Pero sabemos que la gran mayoría de películas documentales se hacen por fuera de todo fondo, público o privado. La/el cineasta se lanza por necesidad. Su único capital es la confianza y la entrega. Confianza del equipo que lo acompaña; entrega de quienes aceptan ser filmados, alterando totalmente su cotidiano.
Algunos, desde afuera, tildan esta actitud de irresponsable. Otros ni la entienden. Sólo quien siente la necesidad profunda de buscarle sentido a la vida, viviéndola como una experiencia real, sabe lo hermoso y único que es filmar la vida como una aventura sin filtros.
Por eso, cuando los astros se alinean y un festival decide seleccionar una película que le apuesta a la vida, se hace fiesta. Fiesta para el equipo que la hizo, fiesta para el público, quien agradecerá la entrega, la honestidad y la inconformidad. Lamentablemente esto no sucede todos los días. Aún más, los intereses económicos privados han creado una red de agentes que sirven de intermediarios/filtros, para calmar la euforia y, finalmente, intentan pasar la factura a los propios músicos.
Creo que hay una serie de elementos bastante problemáticos frente a los que deberíamos hacer un planteamiento colectivo.
Partiendo de la discrepancia que existe entre los fondos públicos de cine y la gestión privada de su exhibición, el rol que juegan los festivales debería ser más claro e, incluso, intentar invertir el desequilibrio.
Lamentablemente, creo que son cada vez más proclives a beneficiar a quienes menos trabajan directamente en la producción misma del cine. La razón es quizás obvia: los festivales también reciben la presión de agentes económicos de los que muchas veces dependen. En términos de su propia visibilidad esto explica que:
– No pueden escoger películas sin la certeza de que serán exhibidas a posteriori.
– No pueden poner en el mismo nivel películas que valen millones al lado de otras que se hicieron con las uñas.
– Buscan generar el máximo de interés mediático exhibiendo por primera vez películas que el mercado global espera, apoyándose en el glamour y la fama de sus actores de renombre en el caso de la ficción o en el aura magnética de la/el director que se ha construido en los propios festivales. Pareciera que las películas, antes incluso de hacerse, deberían crear también una estrategia mediática.
-No pueden cuestionar los grandes postulados culturales que cubren soterradamente una muy falsa homogeneidad cultural europea/estadounidense. Toda tradición cultural diversa debe ser explicada. Todo actuar debe ser psicologizado o resumido a grandes líneas identitarias. Poco o ningún espacio debe atribuirse a un conflicto político…
Hoy en día, muchas de las películas que tienen su primera exhibición en los festivales de renombre, son proyectadas casi inmediatamente en las salas comerciales de Europa. El público las ve de forma paralela al festival que, finalmente, no descubren nada nuevo.

Ejercicios propuestos:
1. Responde con la información del texto sobre el cine documental y los festivales:
(a) ¿Cuál es el único capital de la/el cineasta?
(b) ¿Qué películas no pueden escoger los festivales?
(c) ¿Dónde se proyectan casi inmediatamente muchas de las películas que tienen su primera exhibición en los festivales de renombre?
2. Reproduce el tramo del texto sobre el cine documental y los festivales que va desde "Creo que hay" hasta "con las uñas.", y sustituye "festivales" por "certámenes".
Los datos no intervienen en este ejercicio.

Datos almacenados:
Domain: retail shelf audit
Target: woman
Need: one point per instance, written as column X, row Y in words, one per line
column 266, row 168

Soluciones:
1.
(a) La confianza y la entrega.
(b) Películas sin la certeza de que serán exhibidas a posteriori.
(c) En las salas comerciales de Europa.

2.
Creo que hay una serie de elementos bastante problemáticos frente a los que deberíamos hacer un planteamiento colectivo.
Partiendo de la discrepancia que existe entre los fondos públicos de cine y la gestión privada de su exhibición, el rol que juegan los certámenes debería ser más claro e, incluso, intentar invertir el desequilibrio.
Lamentablemente, creo que son cada vez más proclives a beneficiar a quienes menos trabajan directamente en la producción misma del cine. La razón es quizás obvia: los certámenes también reciben la presión de agentes económicos de los que muchas veces dependen. En términos de su propia visibilidad esto explica que:
– No pueden escoger películas sin la certeza de que serán exhibidas a posteriori.
– No pueden poner en el mismo nivel películas que valen millones al lado de otras que se hicieron con las uñas.